Text to read:
◆ ◆ ◆ ◆

When looking at your reading habits of late, chances are there is a sizable balance between reading the page and screen. The same can be said of your writing habits – be it sitting in your armchair with your laptop or notepad or else on the bus or train and typing a few lines into an app on your smartphone to keep safe for when you get home.

In fact, if you look around on your morning or evening commute (perhaps not you drivers – keep those tired eyes on the road) you will see more and more people glued to the screen of their kindle, ipad or smartphone. Well, for all the bibliophiles among them, there must be something worthwhile that is keeping them from picking up and carrying around their latest paperback or hardback volume. Interestingly, it is not just reading a book or news that are a primary function of these devices as they are becoming much more active and indeed an everyday part of the routine of a reader and/or writer.

There are literally thousands of apps that are very functional and practical for book and word lovers as well as the growing few that are simply just good fun. I have included a selection below of some of the best, most useful and also just good for passing some time on that commute. These are, of course, a tiny fraction of what is out there so if there are apps you use and swear by for all about the written word and e-reading and writing then leave a comment and join in the conversation.

  • Kindle App – Android, Iphone, Ipad (Free)

Perhaps the king of the e-book/e-reading revolution, this allows you to take your kindle library on-the-go on your smartphone. Very functional and a handy substitute should you leave your Kindle at home or forget to charge it.

  • Ibooks – Iphone, Ipad (Free)

As you would expect from Apple, this is a slick and good looking, user friendly e-reading app. Allows you to purchase and download to your device and read on the go. As with most of these types of apps (smartphone, ipad, tablet etc) there is a backlight that can tire the eyes

  • Aldiko – Android (€2.99)

E-reading device app that allows for adjustable font type, size, colour and line spacing. Download directly from online store direct to your phone or tablet – a good android alternative to ibooks.

  • Bookcrawler – Iphone, Ipad ($1.99)

A great app for the book anaoraks. It allows you to create your very own personal library catalogue. Using your phone or Ipad 2 camera you can scan the book barcode and Bookcrawler will generate the relevant catalogue information. You can add tags, collection information, custom fields and decimals (to note the location of books in a personal library). There’s also an option to link it to a book in the iBooks, Kindle, or Stanza apps, and you can even mark a book that you’ve loaned out. Simples.

  • Audible – Android, Iphone (Free)

A much loved and widely used app that makes listening to digital audio-books on the go a doddle. It’s layout is easy to navigate and also includes chapter navigation, annotated bookmarks, sleep mode, stats (who doesn’t love stats?) One pity is you can no longer download direct from your phone but Wifi transfer from your computer-based Audible account works well. Put on your headphones and enjoy.

◆ ◆ ◆ ◆

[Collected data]

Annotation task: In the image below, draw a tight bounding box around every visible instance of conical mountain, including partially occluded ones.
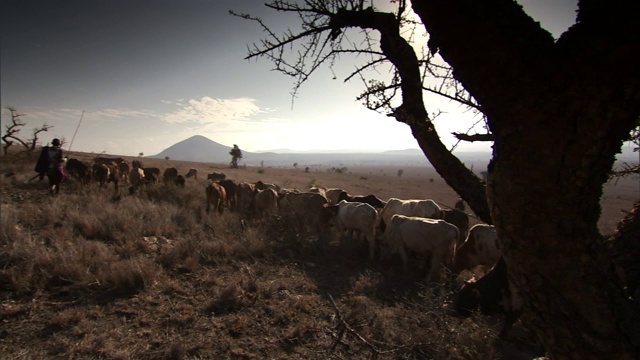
[150,135,245,164]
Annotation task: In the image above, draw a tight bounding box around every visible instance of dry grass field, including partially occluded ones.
[0,149,640,359]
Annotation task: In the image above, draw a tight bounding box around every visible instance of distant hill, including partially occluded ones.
[149,135,248,163]
[149,135,490,168]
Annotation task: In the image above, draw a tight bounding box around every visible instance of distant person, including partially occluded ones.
[229,144,242,169]
[32,139,67,195]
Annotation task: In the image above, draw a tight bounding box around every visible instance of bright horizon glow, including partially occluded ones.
[0,0,577,156]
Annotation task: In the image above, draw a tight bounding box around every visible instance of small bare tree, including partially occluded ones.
[2,106,53,155]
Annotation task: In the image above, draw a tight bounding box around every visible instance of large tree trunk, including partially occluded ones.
[413,0,640,359]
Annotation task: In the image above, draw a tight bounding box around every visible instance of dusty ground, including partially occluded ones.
[0,150,640,359]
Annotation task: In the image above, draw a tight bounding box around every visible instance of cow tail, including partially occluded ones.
[447,226,460,271]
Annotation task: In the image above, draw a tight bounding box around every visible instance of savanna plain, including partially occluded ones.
[0,149,640,359]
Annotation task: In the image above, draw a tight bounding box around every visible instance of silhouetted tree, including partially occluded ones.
[2,107,53,155]
[229,144,242,169]
[236,0,640,359]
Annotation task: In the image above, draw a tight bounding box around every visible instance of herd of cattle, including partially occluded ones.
[61,157,521,336]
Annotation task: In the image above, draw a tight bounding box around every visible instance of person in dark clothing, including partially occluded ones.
[32,139,66,195]
[229,144,242,169]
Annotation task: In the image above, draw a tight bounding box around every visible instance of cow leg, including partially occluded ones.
[425,256,440,282]
[398,246,409,273]
[366,235,376,261]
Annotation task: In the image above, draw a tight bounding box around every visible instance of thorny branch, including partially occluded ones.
[230,0,488,137]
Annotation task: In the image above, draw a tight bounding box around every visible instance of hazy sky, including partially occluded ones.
[0,0,577,155]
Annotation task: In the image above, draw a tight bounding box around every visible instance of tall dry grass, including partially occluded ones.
[0,152,544,359]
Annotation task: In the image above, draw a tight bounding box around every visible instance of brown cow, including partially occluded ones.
[278,192,330,231]
[253,189,278,218]
[162,167,178,184]
[129,168,144,195]
[93,164,111,187]
[65,159,91,185]
[442,209,469,246]
[236,182,256,216]
[207,172,227,181]
[453,258,523,337]
[206,182,227,214]
[142,168,160,184]
[185,169,198,180]
[216,179,236,211]
[455,224,502,273]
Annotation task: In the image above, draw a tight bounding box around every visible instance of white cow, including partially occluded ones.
[381,215,458,281]
[327,200,378,260]
[456,224,502,273]
[129,167,144,194]
[380,198,442,229]
[325,188,348,205]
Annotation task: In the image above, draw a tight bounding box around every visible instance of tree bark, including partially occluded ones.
[413,0,640,359]
[330,10,492,224]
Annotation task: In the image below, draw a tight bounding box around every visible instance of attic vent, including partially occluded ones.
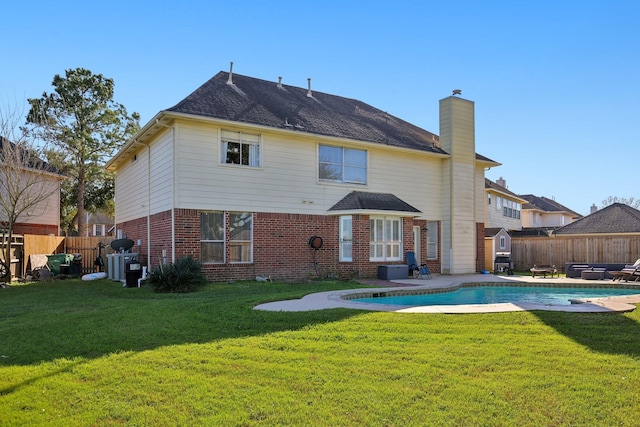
[227,61,233,85]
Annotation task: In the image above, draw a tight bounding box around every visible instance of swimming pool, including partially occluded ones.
[350,286,640,306]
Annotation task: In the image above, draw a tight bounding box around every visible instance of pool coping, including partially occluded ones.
[254,274,640,314]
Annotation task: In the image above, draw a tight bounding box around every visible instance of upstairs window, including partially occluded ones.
[221,130,262,168]
[318,145,367,184]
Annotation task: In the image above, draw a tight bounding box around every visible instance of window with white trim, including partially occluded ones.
[318,144,367,184]
[427,221,438,259]
[369,217,402,261]
[229,212,253,263]
[221,130,262,168]
[340,215,353,262]
[200,212,225,263]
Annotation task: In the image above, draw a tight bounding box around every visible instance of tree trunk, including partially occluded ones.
[77,169,86,237]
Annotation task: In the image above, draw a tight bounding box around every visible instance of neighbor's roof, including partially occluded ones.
[0,136,64,179]
[554,203,640,234]
[484,178,526,202]
[329,191,421,213]
[520,194,582,218]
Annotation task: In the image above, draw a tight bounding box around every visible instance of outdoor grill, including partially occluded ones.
[493,252,513,275]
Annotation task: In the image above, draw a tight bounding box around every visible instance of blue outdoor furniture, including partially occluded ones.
[407,252,431,279]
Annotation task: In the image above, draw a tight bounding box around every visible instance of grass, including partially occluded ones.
[0,280,640,426]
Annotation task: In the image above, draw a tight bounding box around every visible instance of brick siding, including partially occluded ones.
[117,209,450,281]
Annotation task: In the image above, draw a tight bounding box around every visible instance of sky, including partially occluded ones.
[0,0,640,215]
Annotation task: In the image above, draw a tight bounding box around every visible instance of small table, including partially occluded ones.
[580,270,604,280]
[529,267,558,279]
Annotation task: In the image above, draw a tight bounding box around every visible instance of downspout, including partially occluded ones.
[147,145,151,270]
[153,119,176,264]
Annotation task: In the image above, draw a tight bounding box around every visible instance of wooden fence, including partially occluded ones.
[511,235,640,271]
[20,234,114,276]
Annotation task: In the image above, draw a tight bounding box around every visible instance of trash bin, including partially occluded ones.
[124,260,142,288]
[70,254,82,276]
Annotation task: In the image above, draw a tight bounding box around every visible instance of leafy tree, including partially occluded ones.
[0,103,61,281]
[27,68,140,235]
[602,196,640,209]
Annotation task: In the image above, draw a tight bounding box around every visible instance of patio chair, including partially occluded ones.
[407,252,431,279]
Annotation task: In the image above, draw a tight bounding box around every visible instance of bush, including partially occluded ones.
[147,257,207,293]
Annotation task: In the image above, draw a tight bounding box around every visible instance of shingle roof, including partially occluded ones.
[329,191,420,213]
[484,178,520,199]
[519,194,582,217]
[166,71,493,162]
[555,203,640,234]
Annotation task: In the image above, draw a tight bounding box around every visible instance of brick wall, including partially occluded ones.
[117,209,450,281]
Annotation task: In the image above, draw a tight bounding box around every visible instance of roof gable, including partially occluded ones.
[520,194,582,217]
[554,203,640,234]
[329,191,420,213]
[167,71,446,154]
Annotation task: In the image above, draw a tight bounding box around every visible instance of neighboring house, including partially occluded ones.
[520,194,582,229]
[0,136,64,236]
[107,72,499,280]
[86,212,115,237]
[484,178,527,232]
[553,203,640,236]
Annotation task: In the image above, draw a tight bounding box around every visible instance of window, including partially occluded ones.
[318,145,367,184]
[502,199,522,219]
[427,221,438,259]
[221,130,261,167]
[340,215,353,262]
[229,212,253,262]
[200,212,225,263]
[369,217,402,261]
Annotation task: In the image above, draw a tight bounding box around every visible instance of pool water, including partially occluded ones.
[351,286,640,306]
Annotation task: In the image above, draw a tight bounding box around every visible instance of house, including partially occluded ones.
[484,177,527,231]
[554,203,640,236]
[107,70,499,280]
[0,136,64,236]
[520,194,582,229]
[512,203,640,269]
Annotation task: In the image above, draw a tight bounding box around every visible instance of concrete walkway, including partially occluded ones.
[254,274,640,313]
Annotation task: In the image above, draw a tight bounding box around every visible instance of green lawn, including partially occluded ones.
[0,280,640,426]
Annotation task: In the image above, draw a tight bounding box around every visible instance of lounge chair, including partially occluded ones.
[610,259,640,282]
[407,252,431,279]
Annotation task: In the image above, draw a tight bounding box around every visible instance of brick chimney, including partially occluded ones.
[440,92,476,274]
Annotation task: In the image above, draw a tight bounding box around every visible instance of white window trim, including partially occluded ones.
[340,215,353,262]
[369,216,403,262]
[220,129,264,169]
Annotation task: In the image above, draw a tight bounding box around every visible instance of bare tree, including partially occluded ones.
[0,102,61,287]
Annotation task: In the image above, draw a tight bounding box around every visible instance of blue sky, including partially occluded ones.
[0,0,640,215]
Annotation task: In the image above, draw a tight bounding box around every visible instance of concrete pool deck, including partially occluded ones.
[254,274,640,314]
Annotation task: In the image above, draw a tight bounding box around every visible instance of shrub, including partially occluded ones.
[147,257,207,293]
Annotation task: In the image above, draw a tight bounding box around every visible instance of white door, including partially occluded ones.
[413,225,422,265]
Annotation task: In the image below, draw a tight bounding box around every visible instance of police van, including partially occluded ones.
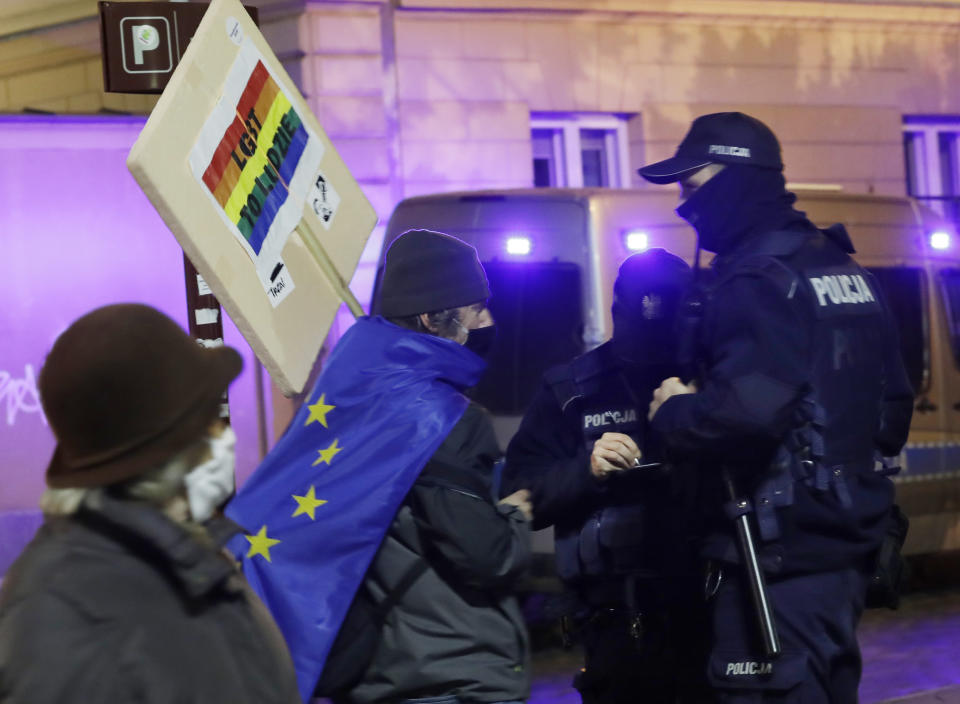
[380,188,960,554]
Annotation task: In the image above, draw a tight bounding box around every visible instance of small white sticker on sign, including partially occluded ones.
[193,308,220,325]
[263,260,293,308]
[227,17,243,46]
[308,171,340,230]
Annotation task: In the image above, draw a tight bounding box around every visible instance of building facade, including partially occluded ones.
[0,0,960,303]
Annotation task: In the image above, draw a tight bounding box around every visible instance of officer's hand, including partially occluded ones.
[500,489,533,521]
[647,376,697,420]
[590,433,640,479]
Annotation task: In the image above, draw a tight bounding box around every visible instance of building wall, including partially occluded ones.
[7,0,960,302]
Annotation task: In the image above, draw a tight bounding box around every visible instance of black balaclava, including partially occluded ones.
[611,248,692,367]
[677,164,807,255]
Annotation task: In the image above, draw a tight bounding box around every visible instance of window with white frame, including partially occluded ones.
[530,113,630,188]
[903,115,960,220]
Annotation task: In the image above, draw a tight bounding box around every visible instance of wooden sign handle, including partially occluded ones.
[297,220,366,318]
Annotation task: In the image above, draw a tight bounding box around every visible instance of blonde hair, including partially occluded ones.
[40,438,207,523]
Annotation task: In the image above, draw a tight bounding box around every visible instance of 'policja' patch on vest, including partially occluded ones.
[804,267,880,316]
[583,408,638,430]
[724,660,773,675]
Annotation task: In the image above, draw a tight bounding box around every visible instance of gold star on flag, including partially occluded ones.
[292,486,327,520]
[304,394,336,428]
[311,440,343,467]
[243,526,280,562]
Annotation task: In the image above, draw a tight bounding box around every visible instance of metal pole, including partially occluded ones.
[722,468,780,658]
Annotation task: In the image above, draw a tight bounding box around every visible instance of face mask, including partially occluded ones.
[677,167,743,254]
[460,325,497,359]
[184,427,237,523]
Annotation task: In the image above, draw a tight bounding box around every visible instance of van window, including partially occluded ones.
[867,266,930,394]
[473,261,584,415]
[940,269,960,368]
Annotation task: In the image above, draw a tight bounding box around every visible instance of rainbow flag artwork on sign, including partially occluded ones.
[190,39,324,306]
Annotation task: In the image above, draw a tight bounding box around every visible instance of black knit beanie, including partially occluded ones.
[376,230,490,318]
[613,247,693,319]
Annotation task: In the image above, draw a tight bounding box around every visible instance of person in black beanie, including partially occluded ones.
[374,230,496,357]
[334,230,532,704]
[640,112,913,704]
[503,249,706,704]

◆ ◆ ◆ ◆

Challenges:
1) In the reading-apps article, what price is given for Bookcrawler?
2) From the reading-apps article, copy word for word the stretch from "There are literally" through "in the conversation.".
3) According to the reading-apps article, why does the Kindle App make a handy substitute?

Results by task:
1) $1.99

2)
There are literally thousands of apps that are very functional and practical for book and word lovers as well as the growing few that are simply just good fun. I have included a selection below of some of the best, most useful and also just good for passing some time on that commute. These are, of course, a tiny fraction of what is out there so if there are apps you use and swear by for all about the written word and e-reading and writing then leave a comment and join in the conversation.

3) It lets you carry your Kindle library on your smartphone. So you can still read if you leave your Kindle at home or forget to charge it.